● **Exercise prompt**
Convert the records below into a JSON list of strings with one string per line, leaving out blank lines.

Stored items
───
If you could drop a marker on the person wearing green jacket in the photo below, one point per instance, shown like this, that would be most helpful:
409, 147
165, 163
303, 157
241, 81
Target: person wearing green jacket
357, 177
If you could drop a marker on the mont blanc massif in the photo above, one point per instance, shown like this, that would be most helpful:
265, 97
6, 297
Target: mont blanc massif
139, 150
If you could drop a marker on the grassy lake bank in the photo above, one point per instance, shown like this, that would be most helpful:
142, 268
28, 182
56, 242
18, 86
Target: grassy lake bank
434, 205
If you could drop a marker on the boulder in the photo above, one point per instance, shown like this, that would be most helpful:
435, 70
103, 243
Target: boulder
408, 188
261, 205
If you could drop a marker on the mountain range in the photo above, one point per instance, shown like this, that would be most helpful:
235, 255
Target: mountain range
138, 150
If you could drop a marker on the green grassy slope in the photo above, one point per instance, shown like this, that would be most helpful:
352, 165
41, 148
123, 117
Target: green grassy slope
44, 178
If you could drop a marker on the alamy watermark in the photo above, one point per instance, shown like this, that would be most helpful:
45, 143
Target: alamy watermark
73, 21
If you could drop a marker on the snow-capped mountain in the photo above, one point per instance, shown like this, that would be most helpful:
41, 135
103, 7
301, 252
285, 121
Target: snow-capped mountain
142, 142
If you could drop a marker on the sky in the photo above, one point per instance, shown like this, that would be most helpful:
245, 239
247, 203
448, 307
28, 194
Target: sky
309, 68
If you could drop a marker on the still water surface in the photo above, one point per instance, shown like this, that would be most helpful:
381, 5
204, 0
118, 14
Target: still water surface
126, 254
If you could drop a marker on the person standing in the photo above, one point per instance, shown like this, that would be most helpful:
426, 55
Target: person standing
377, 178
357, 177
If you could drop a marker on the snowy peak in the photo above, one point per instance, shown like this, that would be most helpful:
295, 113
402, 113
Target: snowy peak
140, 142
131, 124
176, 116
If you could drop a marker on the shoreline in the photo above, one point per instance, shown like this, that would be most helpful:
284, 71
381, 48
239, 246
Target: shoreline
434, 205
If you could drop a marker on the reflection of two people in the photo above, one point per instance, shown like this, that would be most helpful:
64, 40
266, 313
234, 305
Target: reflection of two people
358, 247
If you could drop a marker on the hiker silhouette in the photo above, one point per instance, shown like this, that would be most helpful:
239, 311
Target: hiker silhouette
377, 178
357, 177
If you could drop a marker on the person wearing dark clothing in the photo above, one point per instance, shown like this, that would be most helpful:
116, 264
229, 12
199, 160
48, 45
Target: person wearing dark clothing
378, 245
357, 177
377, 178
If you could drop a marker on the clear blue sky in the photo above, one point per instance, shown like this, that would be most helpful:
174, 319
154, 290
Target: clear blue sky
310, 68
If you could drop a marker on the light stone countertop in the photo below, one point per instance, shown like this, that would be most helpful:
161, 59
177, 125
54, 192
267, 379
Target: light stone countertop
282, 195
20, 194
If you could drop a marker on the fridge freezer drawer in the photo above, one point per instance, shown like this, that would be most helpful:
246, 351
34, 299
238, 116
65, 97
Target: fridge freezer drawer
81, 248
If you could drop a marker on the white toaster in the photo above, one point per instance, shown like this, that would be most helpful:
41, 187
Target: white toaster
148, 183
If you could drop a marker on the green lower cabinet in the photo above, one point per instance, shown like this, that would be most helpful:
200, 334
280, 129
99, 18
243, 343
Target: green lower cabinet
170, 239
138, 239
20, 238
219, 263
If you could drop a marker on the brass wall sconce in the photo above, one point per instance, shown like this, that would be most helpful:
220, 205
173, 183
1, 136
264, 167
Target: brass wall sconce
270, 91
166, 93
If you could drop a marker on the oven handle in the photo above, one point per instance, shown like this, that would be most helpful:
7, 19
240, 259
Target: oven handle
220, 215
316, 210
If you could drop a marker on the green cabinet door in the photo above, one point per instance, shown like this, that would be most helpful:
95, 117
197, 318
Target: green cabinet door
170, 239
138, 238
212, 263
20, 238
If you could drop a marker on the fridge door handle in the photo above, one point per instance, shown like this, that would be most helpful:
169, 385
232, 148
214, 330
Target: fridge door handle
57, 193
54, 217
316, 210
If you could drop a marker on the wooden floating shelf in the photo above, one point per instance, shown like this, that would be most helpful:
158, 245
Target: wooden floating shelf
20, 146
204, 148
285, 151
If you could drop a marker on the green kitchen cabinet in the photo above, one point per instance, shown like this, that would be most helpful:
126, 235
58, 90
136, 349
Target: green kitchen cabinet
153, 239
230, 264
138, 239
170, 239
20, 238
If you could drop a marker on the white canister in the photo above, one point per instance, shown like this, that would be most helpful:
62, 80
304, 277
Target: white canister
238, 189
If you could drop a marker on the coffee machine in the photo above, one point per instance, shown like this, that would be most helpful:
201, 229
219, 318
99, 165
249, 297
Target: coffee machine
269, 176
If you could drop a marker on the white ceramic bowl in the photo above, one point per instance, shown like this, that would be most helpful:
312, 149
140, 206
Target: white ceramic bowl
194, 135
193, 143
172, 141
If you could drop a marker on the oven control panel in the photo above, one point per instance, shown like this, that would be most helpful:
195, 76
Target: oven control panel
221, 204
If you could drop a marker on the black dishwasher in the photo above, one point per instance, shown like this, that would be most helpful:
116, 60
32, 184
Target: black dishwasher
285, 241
───
● **Output for this task**
[
  "If you could drop a marker on the person wearing green jacket in the photo below, one point per instance, shown like this, that would be most helpful:",
  "409, 147",
  "165, 163",
  "303, 157",
  "241, 81",
  "Target: person wearing green jacket",
  "357, 177",
  "If you could drop a marker on the mont blanc massif in the photo above, one point per instance, shown like this, that would be most helpful:",
  "265, 97",
  "6, 297",
  "Target: mont blanc massif",
  "139, 150",
  "If you could drop a marker on the grassy lake bank in the photo above, one point per instance, shown like this, that would be most helpful:",
  "142, 268",
  "28, 182",
  "56, 242",
  "18, 86",
  "Target: grassy lake bank",
  "434, 205",
  "If you could drop a marker on the boulder in the photo above, one point per instance, shown like this, that would be most helpful:",
  "435, 70",
  "103, 243",
  "Target: boulder",
  "408, 188",
  "261, 205",
  "If you could drop a marker on the mountain range in the photo above, one point per instance, shown like this, that would be most helpful:",
  "235, 255",
  "Target: mountain range",
  "138, 150",
  "If you could drop a marker on the green grassy slope in the photo above, one point per instance, shown like this, that would be most helpful:",
  "352, 165",
  "41, 148",
  "123, 117",
  "Target: green grassy slope",
  "44, 178",
  "If you could drop a marker on the alamy watermark in the photo above, one point per instance, shown like this, that would be most helpful:",
  "45, 143",
  "Target: alamy watermark",
  "73, 21",
  "If you could drop a marker on the snow-capped mountain in the photo above, one point per instance, shown like this, that would be most helpful:",
  "41, 135",
  "103, 7",
  "301, 252",
  "285, 121",
  "Target: snow-capped mountain",
  "142, 142",
  "If you could drop a marker on the sky in the photo above, one point per instance, shown like this, that would be most helpful:",
  "245, 239",
  "247, 203",
  "448, 307",
  "28, 194",
  "Target: sky",
  "309, 68",
  "If you could drop a marker on the still water surface in the photo above, one point per instance, shown like this, that would be most helpful:",
  "381, 5",
  "204, 0",
  "118, 14",
  "Target: still water surface",
  "126, 254",
  "If you could drop a marker on the person standing in the photo above, one point per instance, shown like this, that would be most helpful:",
  "426, 55",
  "Target: person standing",
  "377, 178",
  "357, 177",
  "If you could drop a marker on the snowy peak in the photo above, one point per instance, shown like this, that would be most helpful:",
  "295, 113",
  "402, 113",
  "Target: snowy peak",
  "140, 142",
  "131, 124",
  "176, 116",
  "If you could drop a marker on the shoreline in the photo above, one point per instance, shown like this, that would be most helpful:",
  "284, 71",
  "381, 48",
  "239, 246",
  "Target: shoreline",
  "434, 205",
  "If you could drop a marker on the reflection of two people in the photo above, one point per instance, shown like this, that would be most helpful:",
  "64, 40",
  "266, 313",
  "234, 305",
  "Target: reflection of two people",
  "358, 247",
  "If you could drop a marker on the hiker silhouette in the photo above, one point per instance, shown like this, that would be most helpful:",
  "239, 311",
  "Target: hiker silhouette",
  "377, 178",
  "357, 177",
  "If you could drop a marker on the person wearing dark clothing in the photo above, one point per instance, shown like this, that would be most helpful:",
  "116, 264",
  "229, 12",
  "199, 160",
  "48, 45",
  "Target: person wearing dark clothing",
  "378, 245",
  "357, 177",
  "377, 178",
  "If you could drop a marker on the clear blue sky in the photo above, one point per instance, shown like this, that would be most helpful:",
  "174, 319",
  "154, 290",
  "Target: clear blue sky",
  "310, 68",
  "If you could drop a marker on the light stone countertop in the photo below, one point per instance, shown like this, that would be most helpful:",
  "161, 59",
  "177, 125",
  "54, 192",
  "267, 379",
  "Target: light stone countertop",
  "282, 195",
  "20, 194",
  "If you could drop a marker on the fridge freezer drawer in the photo above, one point per instance, shown like this, that would be most helpful:",
  "246, 351",
  "34, 299",
  "238, 116",
  "65, 97",
  "Target: fridge freezer drawer",
  "81, 248",
  "If you could drop a marker on the white toaster in the photo above, one point per instance, shown like this, that would be most helpful:",
  "41, 187",
  "Target: white toaster",
  "148, 183",
  "If you could drop a marker on the green lower cabinet in the photo above, one point per instance, shown like this, that would be most helpful:",
  "200, 334",
  "280, 129",
  "99, 18",
  "243, 343",
  "Target: green lower cabinet",
  "170, 239",
  "138, 239",
  "20, 238",
  "219, 263",
  "If you could drop a marker on the brass wall sconce in the photo above, one point per instance, shown like this, that would be most helpful:",
  "220, 205",
  "173, 183",
  "1, 136",
  "264, 167",
  "Target: brass wall sconce",
  "270, 91",
  "166, 93",
  "If you could drop a marker on the oven handle in the photo above, one point per instance, shown like this, that would be most helpful:",
  "7, 19",
  "240, 259",
  "Target: oven handle",
  "220, 215",
  "316, 210",
  "If you could drop a marker on the green cabinet door in the photo above, one point per instance, shown like this, that would be most helpful:",
  "95, 117",
  "197, 318",
  "Target: green cabinet door",
  "170, 239",
  "138, 238",
  "212, 263",
  "20, 238",
  "If you could drop a marker on the fridge door handle in the photo above, one point per instance, shown like this, that would be most helpful:",
  "169, 385",
  "232, 148",
  "214, 330",
  "Target: fridge door handle",
  "57, 193",
  "54, 217",
  "316, 210",
  "If you could drop a marker on the wooden floating shelf in the photo above, one point per instance, shown like this, that would be most helpful:",
  "158, 245",
  "Target: wooden floating shelf",
  "20, 146",
  "204, 148",
  "285, 151",
  "If you could drop a marker on the green kitchen cabinet in the photo above, one point per instance, shown like this, that would be most helpful:",
  "126, 235",
  "58, 90",
  "136, 349",
  "Target: green kitchen cabinet",
  "153, 239",
  "230, 264",
  "138, 239",
  "170, 239",
  "20, 238",
  "If you could drop a marker on the white canister in the photo above, one point per instance, shown like this, that would be most helpful:",
  "62, 80",
  "304, 277",
  "Target: white canister",
  "238, 189",
  "If you could drop a marker on the coffee machine in the photo above, one point per instance, shown like this, that would be most helpful:",
  "201, 229",
  "219, 318",
  "99, 165",
  "249, 297",
  "Target: coffee machine",
  "269, 176",
  "If you could drop a marker on the white ceramic bowl in the photo above, one point per instance, shown like this, that would be most helpful:",
  "312, 149",
  "140, 206",
  "Target: white ceramic bowl",
  "194, 135",
  "193, 143",
  "172, 141",
  "If you could drop a marker on the oven control panel in the photo above, one point per instance, shown like this, that would be most helpful:",
  "195, 76",
  "Target: oven control panel",
  "221, 204",
  "If you could drop a marker on the black dishwasher in the photo above, one point per instance, shown like this, that would be most helpful:",
  "116, 60",
  "32, 184",
  "Target: black dishwasher",
  "285, 241"
]